[Region segmentation records]
::::

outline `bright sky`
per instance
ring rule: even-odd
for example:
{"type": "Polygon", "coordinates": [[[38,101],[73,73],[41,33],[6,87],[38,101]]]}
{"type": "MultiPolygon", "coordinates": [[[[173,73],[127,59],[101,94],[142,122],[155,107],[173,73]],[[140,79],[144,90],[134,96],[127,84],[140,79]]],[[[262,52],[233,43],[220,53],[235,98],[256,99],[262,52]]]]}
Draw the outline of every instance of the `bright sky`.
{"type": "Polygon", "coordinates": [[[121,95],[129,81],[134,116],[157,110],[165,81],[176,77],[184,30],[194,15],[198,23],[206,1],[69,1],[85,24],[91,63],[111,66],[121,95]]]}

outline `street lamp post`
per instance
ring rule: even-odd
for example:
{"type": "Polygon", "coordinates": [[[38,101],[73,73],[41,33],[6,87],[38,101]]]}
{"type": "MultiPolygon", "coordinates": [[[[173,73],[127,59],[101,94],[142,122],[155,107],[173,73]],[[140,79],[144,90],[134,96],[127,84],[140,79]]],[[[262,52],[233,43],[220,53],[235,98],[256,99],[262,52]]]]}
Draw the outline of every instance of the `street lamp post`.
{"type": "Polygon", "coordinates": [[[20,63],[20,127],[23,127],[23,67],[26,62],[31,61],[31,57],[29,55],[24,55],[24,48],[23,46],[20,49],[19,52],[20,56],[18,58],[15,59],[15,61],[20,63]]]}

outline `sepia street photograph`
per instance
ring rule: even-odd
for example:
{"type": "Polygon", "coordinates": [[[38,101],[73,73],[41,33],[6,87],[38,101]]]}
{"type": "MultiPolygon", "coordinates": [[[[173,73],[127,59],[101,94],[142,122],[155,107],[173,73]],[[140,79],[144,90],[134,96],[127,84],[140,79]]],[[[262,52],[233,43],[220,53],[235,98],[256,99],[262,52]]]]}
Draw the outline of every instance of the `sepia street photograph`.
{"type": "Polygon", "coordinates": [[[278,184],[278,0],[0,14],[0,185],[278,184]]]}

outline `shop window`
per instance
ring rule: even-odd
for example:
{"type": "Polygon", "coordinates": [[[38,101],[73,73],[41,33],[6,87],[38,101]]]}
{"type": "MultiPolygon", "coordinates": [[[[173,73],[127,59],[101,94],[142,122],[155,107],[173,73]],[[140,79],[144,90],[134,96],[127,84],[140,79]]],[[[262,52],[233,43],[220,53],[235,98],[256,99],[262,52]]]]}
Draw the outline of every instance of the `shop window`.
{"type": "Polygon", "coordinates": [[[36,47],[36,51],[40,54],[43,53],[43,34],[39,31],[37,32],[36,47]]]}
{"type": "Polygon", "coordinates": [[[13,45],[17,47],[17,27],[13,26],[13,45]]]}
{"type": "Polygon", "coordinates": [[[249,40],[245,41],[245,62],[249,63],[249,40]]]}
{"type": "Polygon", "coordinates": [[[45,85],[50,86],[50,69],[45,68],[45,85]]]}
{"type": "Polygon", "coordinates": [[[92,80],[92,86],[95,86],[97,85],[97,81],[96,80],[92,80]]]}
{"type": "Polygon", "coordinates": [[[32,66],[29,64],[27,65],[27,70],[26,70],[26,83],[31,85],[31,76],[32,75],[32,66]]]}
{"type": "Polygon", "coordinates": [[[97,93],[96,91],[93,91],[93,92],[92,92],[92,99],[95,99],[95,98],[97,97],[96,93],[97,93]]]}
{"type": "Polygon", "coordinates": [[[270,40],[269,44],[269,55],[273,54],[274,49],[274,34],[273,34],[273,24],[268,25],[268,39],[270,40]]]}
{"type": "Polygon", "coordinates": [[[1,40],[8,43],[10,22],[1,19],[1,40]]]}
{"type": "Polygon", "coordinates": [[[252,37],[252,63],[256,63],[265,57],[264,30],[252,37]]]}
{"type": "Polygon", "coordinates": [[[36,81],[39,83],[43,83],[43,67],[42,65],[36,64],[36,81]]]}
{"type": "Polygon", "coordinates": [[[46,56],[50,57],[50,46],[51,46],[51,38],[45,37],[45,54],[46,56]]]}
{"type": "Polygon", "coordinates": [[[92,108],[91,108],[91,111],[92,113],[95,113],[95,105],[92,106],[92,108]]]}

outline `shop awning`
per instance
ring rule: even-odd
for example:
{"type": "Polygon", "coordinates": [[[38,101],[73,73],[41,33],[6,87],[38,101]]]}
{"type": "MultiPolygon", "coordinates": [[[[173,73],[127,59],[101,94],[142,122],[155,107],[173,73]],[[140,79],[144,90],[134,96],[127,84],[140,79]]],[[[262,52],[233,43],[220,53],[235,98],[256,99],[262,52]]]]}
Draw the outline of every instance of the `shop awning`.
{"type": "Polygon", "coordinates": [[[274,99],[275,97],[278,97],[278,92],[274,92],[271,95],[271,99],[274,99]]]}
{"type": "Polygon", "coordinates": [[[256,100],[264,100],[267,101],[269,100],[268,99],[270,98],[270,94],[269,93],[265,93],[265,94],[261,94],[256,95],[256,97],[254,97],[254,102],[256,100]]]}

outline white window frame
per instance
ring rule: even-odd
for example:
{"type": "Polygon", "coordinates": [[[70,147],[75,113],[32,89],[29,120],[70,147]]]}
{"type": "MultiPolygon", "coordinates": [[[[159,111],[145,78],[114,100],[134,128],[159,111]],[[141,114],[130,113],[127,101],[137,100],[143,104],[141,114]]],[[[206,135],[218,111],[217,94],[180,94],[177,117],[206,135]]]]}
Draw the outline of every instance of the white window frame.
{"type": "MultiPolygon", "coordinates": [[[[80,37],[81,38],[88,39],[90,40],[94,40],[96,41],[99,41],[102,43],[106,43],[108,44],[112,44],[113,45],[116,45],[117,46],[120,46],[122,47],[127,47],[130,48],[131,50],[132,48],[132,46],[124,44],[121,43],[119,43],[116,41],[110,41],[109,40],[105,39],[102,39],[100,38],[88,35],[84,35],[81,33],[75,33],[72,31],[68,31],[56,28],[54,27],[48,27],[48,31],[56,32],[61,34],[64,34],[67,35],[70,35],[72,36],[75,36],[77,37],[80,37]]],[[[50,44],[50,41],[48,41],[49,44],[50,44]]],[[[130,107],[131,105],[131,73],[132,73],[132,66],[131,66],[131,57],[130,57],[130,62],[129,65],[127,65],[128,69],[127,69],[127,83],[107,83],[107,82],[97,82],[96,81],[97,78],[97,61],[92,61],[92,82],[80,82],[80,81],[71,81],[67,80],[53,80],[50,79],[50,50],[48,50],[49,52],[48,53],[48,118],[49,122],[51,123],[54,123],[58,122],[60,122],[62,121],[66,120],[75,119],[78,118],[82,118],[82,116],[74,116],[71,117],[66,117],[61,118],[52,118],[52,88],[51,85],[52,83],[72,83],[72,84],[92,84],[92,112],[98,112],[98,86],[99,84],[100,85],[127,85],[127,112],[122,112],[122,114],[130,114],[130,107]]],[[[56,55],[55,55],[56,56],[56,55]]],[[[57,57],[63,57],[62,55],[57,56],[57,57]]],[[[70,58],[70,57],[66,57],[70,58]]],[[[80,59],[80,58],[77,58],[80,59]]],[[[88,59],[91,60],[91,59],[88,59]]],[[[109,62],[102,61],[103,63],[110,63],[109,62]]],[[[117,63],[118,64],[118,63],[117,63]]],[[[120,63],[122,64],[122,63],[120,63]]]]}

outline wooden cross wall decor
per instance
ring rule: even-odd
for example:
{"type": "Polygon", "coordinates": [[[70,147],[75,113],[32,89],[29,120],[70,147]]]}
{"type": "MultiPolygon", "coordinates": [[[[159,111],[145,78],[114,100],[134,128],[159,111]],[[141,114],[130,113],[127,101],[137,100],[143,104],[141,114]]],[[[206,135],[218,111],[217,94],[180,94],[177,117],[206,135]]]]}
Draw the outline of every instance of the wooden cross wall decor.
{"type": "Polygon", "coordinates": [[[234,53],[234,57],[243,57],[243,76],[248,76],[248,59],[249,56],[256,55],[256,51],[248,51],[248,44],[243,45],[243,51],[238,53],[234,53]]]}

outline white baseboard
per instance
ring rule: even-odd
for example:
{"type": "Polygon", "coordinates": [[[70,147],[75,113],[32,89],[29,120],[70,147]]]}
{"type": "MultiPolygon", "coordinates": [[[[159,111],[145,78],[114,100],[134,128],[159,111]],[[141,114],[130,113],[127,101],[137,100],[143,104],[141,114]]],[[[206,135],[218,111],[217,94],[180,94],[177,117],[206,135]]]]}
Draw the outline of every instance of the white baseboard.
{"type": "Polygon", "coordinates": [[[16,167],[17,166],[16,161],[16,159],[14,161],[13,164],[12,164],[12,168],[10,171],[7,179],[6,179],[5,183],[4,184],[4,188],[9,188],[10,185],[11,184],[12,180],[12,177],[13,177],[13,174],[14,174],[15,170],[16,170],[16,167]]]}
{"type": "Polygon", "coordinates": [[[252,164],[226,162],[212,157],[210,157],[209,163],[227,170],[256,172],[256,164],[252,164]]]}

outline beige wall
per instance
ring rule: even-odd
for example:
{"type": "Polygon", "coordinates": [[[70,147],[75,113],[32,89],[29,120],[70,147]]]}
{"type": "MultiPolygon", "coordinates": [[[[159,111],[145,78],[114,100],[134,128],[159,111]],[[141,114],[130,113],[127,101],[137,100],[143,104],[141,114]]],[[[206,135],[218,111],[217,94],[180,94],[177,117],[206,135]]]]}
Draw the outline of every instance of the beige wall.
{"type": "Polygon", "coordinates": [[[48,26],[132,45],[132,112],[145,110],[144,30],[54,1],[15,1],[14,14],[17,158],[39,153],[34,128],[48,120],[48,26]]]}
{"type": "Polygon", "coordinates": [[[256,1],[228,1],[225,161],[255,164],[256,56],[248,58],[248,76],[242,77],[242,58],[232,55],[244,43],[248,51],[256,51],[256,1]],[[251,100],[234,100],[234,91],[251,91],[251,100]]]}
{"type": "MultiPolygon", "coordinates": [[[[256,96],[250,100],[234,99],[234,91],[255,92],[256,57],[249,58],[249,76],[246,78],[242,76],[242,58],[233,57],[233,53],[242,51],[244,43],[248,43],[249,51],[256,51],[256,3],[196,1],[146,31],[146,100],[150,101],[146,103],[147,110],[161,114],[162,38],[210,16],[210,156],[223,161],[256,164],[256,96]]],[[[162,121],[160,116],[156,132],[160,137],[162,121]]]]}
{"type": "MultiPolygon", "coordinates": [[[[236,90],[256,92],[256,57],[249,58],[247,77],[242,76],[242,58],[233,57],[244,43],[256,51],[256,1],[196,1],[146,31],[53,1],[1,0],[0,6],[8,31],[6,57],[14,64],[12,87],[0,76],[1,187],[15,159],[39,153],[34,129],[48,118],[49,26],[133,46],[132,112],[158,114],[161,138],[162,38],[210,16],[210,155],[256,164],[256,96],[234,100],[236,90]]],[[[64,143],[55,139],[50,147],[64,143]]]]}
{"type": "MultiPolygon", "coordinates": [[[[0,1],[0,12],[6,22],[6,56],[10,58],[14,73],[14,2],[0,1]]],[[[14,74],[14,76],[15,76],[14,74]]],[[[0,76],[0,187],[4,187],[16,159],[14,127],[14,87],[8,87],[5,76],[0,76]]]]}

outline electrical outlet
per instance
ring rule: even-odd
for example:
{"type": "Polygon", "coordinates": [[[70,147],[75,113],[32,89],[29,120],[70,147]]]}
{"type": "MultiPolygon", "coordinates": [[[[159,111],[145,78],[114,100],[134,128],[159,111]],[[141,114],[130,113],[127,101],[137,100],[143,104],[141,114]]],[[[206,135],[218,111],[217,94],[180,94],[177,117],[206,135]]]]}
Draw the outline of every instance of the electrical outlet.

::::

Your task
Could you recast the lines as a JSON list of strings, starting at the line that contains "outline electrical outlet" and ending at the last line of the records, with one string per line and blank lines left out?

Solved problem
[
  "outline electrical outlet",
  "per instance",
  "ring rule: even-odd",
  "for example:",
  "{\"type\": \"Polygon\", \"coordinates\": [[[70,147],[75,113],[32,89],[29,120],[70,147]]]}",
  "{\"type\": \"MultiPolygon\", \"coordinates\": [[[[159,111],[145,78],[114,100],[134,128],[159,111]],[[141,114],[130,113],[127,101],[137,100],[143,104],[141,114]]],[[[206,135],[218,111],[217,94],[180,94],[177,117],[206,135]]]]}",
  "Draw the outline of every instance of the electrical outlet."
]